— Start of Entries provided —

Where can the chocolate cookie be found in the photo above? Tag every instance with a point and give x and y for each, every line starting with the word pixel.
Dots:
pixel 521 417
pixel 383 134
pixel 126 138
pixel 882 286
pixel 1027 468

— End of Entries provided —

Arrange the listing above as a two-column CSV with the headers "prompt" and "response", one row per entry. Put each entry's text and its answer in their own quoted fields, with line breaks replaced by spaces.

prompt,response
"Where can the chocolate cookie be found in the photo above? Tag every instance with a point and give x and y for each, every line starting with the word pixel. Dots:","pixel 521 417 pixel 383 134 pixel 126 138 pixel 882 286 pixel 1027 468"